## What the exercise asks
Format the lines below as a JSON list of strings, one string per line, with blank lines omitted. Include only the lines starting at the one that contains "Batch job #47 — class: player's hand." and ending at the final line, with both of those lines included.

## Items
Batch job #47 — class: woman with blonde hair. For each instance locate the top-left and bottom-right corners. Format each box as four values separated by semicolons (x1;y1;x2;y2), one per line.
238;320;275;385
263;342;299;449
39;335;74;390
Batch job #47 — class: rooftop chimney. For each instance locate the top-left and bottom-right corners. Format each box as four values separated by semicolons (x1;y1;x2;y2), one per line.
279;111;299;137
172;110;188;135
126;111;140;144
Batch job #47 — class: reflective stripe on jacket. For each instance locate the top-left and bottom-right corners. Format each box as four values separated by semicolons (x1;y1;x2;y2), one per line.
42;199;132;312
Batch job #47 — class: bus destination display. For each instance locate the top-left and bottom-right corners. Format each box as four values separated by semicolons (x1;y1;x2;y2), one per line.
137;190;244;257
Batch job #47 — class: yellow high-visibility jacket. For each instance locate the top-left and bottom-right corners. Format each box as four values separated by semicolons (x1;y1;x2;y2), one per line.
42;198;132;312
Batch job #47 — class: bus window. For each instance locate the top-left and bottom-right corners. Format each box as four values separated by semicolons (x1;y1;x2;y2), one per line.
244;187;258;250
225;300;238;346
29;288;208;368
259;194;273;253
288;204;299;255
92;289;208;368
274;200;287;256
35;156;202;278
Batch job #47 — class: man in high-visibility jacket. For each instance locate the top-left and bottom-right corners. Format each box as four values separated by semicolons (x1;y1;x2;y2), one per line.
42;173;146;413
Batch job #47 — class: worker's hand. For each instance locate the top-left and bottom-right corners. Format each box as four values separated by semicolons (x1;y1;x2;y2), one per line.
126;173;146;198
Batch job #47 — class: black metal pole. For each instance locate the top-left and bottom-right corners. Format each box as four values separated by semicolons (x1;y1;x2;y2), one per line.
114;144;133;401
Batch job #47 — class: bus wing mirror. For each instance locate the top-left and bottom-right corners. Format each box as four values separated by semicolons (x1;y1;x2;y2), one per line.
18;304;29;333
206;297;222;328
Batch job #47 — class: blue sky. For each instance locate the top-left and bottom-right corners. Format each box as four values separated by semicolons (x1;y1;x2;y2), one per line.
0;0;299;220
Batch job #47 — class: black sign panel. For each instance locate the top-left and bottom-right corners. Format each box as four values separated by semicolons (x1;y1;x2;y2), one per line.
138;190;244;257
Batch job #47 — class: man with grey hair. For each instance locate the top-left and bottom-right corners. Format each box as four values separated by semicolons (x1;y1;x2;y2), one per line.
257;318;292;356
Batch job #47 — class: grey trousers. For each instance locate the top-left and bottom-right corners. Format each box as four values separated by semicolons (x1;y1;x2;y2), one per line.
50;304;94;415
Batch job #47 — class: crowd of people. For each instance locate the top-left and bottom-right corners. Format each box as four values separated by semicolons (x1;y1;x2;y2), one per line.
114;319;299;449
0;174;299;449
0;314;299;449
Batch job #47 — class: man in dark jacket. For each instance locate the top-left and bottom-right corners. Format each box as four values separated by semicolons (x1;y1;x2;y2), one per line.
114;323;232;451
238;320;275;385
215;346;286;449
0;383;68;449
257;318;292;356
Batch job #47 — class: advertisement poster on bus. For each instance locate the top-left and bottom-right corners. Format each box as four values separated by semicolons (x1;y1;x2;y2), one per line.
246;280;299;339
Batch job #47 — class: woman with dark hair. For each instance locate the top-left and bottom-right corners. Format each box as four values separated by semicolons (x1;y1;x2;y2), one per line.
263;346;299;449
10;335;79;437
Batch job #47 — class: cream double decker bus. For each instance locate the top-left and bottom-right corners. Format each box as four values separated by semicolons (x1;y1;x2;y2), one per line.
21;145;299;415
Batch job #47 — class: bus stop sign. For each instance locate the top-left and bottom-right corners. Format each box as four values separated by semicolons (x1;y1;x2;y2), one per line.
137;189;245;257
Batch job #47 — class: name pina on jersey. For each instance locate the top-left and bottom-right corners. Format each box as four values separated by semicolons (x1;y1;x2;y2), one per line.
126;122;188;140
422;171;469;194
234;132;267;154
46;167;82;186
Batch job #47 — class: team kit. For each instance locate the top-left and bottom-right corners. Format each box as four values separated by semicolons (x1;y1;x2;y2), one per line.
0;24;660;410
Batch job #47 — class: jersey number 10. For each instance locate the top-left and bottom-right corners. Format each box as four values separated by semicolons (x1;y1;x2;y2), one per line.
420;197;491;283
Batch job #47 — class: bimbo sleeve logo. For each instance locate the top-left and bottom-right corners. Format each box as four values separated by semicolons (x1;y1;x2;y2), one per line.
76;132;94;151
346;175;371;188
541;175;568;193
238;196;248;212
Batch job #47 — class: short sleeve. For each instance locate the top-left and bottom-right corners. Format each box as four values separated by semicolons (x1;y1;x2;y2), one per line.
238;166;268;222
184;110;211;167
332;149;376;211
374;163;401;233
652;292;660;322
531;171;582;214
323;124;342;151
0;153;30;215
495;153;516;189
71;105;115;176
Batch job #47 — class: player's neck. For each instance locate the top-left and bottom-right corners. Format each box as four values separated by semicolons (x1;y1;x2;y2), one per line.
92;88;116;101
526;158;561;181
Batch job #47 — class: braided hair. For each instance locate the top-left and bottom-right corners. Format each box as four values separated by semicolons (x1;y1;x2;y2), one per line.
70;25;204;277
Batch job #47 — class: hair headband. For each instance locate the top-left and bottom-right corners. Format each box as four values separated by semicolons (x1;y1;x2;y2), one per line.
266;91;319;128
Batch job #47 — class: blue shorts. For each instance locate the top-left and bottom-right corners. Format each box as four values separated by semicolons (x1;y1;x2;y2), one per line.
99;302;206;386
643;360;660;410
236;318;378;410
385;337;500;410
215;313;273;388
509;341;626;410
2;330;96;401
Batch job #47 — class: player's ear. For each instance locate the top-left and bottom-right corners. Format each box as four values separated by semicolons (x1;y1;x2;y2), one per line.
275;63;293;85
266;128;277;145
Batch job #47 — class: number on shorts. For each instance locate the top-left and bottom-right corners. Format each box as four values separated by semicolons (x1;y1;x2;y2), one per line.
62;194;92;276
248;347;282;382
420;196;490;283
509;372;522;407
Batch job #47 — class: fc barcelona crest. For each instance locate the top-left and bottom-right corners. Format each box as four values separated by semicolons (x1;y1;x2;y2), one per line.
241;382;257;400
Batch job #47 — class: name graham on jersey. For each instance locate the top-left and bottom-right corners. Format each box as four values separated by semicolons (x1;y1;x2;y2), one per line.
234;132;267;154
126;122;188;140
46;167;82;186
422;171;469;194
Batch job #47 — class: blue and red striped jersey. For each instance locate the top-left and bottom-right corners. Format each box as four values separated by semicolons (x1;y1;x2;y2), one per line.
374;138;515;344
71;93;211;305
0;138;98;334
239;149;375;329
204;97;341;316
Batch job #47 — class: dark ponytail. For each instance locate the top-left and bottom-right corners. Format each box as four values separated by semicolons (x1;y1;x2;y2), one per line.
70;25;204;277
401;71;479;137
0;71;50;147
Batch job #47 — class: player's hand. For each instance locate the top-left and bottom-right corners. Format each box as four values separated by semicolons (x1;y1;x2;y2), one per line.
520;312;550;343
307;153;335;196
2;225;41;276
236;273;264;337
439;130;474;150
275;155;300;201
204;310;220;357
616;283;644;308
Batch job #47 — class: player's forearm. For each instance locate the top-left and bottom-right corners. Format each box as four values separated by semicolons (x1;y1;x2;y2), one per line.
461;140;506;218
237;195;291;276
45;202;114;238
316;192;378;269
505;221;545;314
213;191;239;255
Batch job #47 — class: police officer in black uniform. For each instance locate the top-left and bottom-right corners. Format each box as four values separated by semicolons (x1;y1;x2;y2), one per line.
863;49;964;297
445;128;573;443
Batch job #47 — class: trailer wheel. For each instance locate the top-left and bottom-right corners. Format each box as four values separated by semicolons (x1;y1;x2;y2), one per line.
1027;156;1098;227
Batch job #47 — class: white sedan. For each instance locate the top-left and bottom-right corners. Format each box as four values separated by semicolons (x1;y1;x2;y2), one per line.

## Output of the task
[
  "Batch job #47 — class: player's hand. For each instance locate the top-left and bottom-right corners. Format each box as four values separated by semicolons (x1;y1;x2;y2), one per line.",
  "520;312;550;343",
  "307;153;335;196",
  "2;225;41;276",
  "236;273;264;337",
  "439;130;474;150",
  "275;155;300;201",
  "204;310;220;357",
  "616;283;644;308",
  "Batch job #47 — class: player's forearm. For each instance locate the top-left and bottom-right corners. Format each box as four values separated by semicolons (x1;y1;x2;y2), one per line.",
  "461;140;506;218",
  "237;195;291;276",
  "45;202;114;238",
  "316;192;378;269",
  "505;221;545;314",
  "213;191;239;255",
  "Batch job #47 — class: police officer in black uniform. For each instance locate the top-left and bottom-right corners. Format each box as four values separated by semicolons (x1;y1;x2;y2), one per line.",
  "863;49;964;297",
  "445;128;573;443",
  "Batch job #47 — class: trailer wheel. For each instance locate the top-left and bottom-right corners. Format each box as four values separated by semicolons (x1;y1;x2;y2), one per line.",
  "1027;156;1098;227",
  "Batch job #47 — class: white sedan. For each instance locate the top-left and bottom-right corners. Format each box as four values separated by semicolons (x1;y1;x2;y2), one per line."
]